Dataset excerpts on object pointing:
++++++++++++++++++++

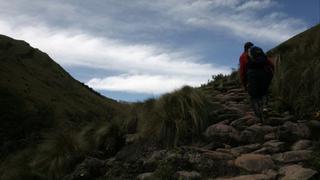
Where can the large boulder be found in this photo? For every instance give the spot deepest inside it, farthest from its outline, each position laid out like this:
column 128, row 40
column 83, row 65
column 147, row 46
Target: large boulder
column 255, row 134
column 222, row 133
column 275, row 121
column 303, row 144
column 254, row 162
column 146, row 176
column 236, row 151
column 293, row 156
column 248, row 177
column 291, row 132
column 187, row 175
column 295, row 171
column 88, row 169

++++++++++++++++++++

Exercise prompt:
Update the data above by replacing each "large boulder" with "big rock" and leaving everything else unchanged. Omit the pictures from your answer.

Written solution:
Where can the big rock be found in this photo? For every instance give the spot deepest inside it, farthest from its outline, each position laid out like this:
column 128, row 40
column 83, row 65
column 147, row 46
Target: big rock
column 255, row 134
column 222, row 133
column 275, row 121
column 303, row 144
column 254, row 162
column 146, row 176
column 236, row 151
column 293, row 156
column 248, row 177
column 291, row 132
column 187, row 175
column 295, row 171
column 88, row 169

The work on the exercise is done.